#### Exercise text

------------------------------------------------

In related technologies, a video tag technology is generally used in video search or video recommendation to set a corresponding tag for a video resource. Then, a video is recommended based on the tag, or an index is established based on the tag, to implement video recommendation or search. Generally, a video tag is flat and unstructured, and the video tag neither includes semantic information of the video, nor is applicable for video recommendation, search, or the like.
The present disclosure provides a method, apparatus, electronic device, and storage medium for generating information.
According to a first aspect, a method for generating information is provided. The method includes: acquiring a plurality of tag entity words from a target video, the tag entity words including a person entity word, a work entity word, a video category entity word, and a video core entity word, the video core entity word including an entity word for characterizing a content related to the target video; linking, for a tag entity word among the plurality of tag entity words, the tag entity word to a node of a preset knowledge graph; determining semantic information of the target video based on a linking result of each of the tag entity words; and structuring the semantic information of the target video based on a relationship between the node and an edge of the knowledge graph, to obtain structured semantic information of the target video.
According to a second aspect, an apparatus for generating information is provided. The apparatus includes: an acquiring unit configured to acquire a plurality of tag entity words from a target video, the tag entity words including a person entity word, a work entity word, a video category entity word, and a video core entity word, the video core entity word including an entity word for characterizing a content related to the target video; a linking unit configured to link, for a tag entity word among the plurality of tag entity words, the tag entity word to a node of a preset knowledge graph; a determining unit configured to determine semantic information of the target video based on a linking result of each of the tag entity words; and a structuring unit configured to structure the semantic information of the target video based on a relationship between the node and an edge of the knowledge graph, to obtain structured semantic information of the target video.
According to a third aspect, an electronic device is provided. The electronic device includes: at least one processor; and a memory communicatively connected to the at least one processor; where the memory stores instructions executable by the at least one processor, and the instructions are executed by the at least one processor, such that the at least one processor can execute the above method.
According to a fourth aspect, a non-transient computer-readable storage medium storing computer instructions is provided, where the computer instructions are used for causing a computer to execute the above method.
The technology according to the present disclosure solves the problem that a video tag is not applicable for video recommendation, search, and the like because the video tag is unstructured and lacks semantic information, and improves the efficiency and accuracy of a video in recommendation, search, and the like.
It should be understood that contents described in the SUMMARY are neither intended to identify key or important features of embodiments of the present disclosure, nor intended to limit the scope of the present disclosure. Other features of the present disclosure will become readily understood in conjunction with the following description.
The accompanying drawings are used for better understanding of the present solution, and do not impose a limitation on the present disclosure. In the figures:
Example embodiments of the present disclosure are described below with reference to the accompanying drawings, including various details of the embodiments of the present disclosure to contribute to understanding, which should be considered merely as examples. Therefore, those of ordinary skills in the art should realize that various alterations and modifications can be made to the embodiments described here without departing from the scope and spirit of the present disclosure. Similarly, for clearness and conciseness, descriptions of well-known functions and structures are omitted in the following description.

------------------------------------------------

#### Stored data
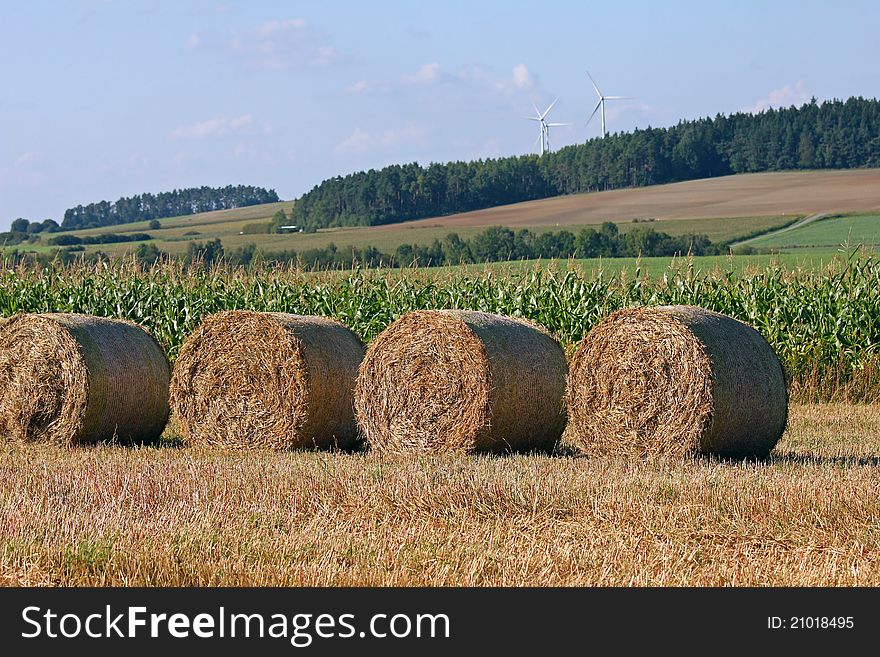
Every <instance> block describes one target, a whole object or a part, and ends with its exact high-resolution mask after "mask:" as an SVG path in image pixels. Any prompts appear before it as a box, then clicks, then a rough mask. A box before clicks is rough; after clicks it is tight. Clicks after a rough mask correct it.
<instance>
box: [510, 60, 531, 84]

------------------------------------------------

#### Try it
In the text on video tags, what four kinds of entity words make up the tag entity words acquired from a target video?

#### Response for this exercise
A person entity word, a work entity word, a video category entity word, and a video core entity word.